Could you edit these lines so that each "Target" becomes "Label", leaving everything else as it is?

··· AVAILABLE RECORDS

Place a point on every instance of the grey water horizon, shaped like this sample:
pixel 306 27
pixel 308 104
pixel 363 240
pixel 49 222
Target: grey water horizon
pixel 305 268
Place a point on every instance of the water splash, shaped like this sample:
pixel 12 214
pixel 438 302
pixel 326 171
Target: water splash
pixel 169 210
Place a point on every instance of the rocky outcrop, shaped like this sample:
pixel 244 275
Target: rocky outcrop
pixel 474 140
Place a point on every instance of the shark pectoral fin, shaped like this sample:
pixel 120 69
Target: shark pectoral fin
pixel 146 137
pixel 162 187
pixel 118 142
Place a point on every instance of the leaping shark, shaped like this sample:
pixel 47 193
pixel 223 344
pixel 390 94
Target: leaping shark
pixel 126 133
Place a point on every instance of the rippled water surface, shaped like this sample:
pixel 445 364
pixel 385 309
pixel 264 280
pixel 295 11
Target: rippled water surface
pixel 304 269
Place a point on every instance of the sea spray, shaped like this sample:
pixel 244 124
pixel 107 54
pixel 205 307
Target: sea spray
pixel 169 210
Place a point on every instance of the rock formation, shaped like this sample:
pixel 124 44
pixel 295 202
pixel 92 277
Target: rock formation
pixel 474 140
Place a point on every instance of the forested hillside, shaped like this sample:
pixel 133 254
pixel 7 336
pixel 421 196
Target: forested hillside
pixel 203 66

······

RESPONSE FOR THIS EXERCISE:
Place a point on every instance of the grey water horizon, shaped like this sample:
pixel 306 27
pixel 308 104
pixel 363 240
pixel 49 222
Label: grey water horizon
pixel 305 268
Place a point on every instance of the water splash, shaped like this sample:
pixel 12 214
pixel 438 302
pixel 326 171
Label: water splash
pixel 169 210
Place a point on every instance of the rocky outcrop, shaped like this sample:
pixel 244 275
Label: rocky outcrop
pixel 474 140
Place a point on every instance of the shark pectoral fin, shaped like this sample:
pixel 120 69
Label: shark pectoral fin
pixel 146 137
pixel 162 187
pixel 118 142
Place a point on every instance of the leaping shark, shaped like this sample:
pixel 47 193
pixel 223 344
pixel 390 94
Label: leaping shark
pixel 126 133
Place a point on every instance of the rippled water surface, shaped like this sample:
pixel 445 364
pixel 385 309
pixel 264 280
pixel 295 11
Label: rippled water surface
pixel 304 269
Place a point on every instance of the sea spray, shaped like this sample:
pixel 244 124
pixel 107 54
pixel 205 307
Label: sea spray
pixel 169 210
Place a point on every instance of the rock formation, shaped like this sample:
pixel 124 44
pixel 295 202
pixel 92 277
Label: rock formation
pixel 474 140
Place a point on every instance of the forested hillside, shaped like this sample:
pixel 133 254
pixel 7 336
pixel 421 196
Label: forested hillside
pixel 203 66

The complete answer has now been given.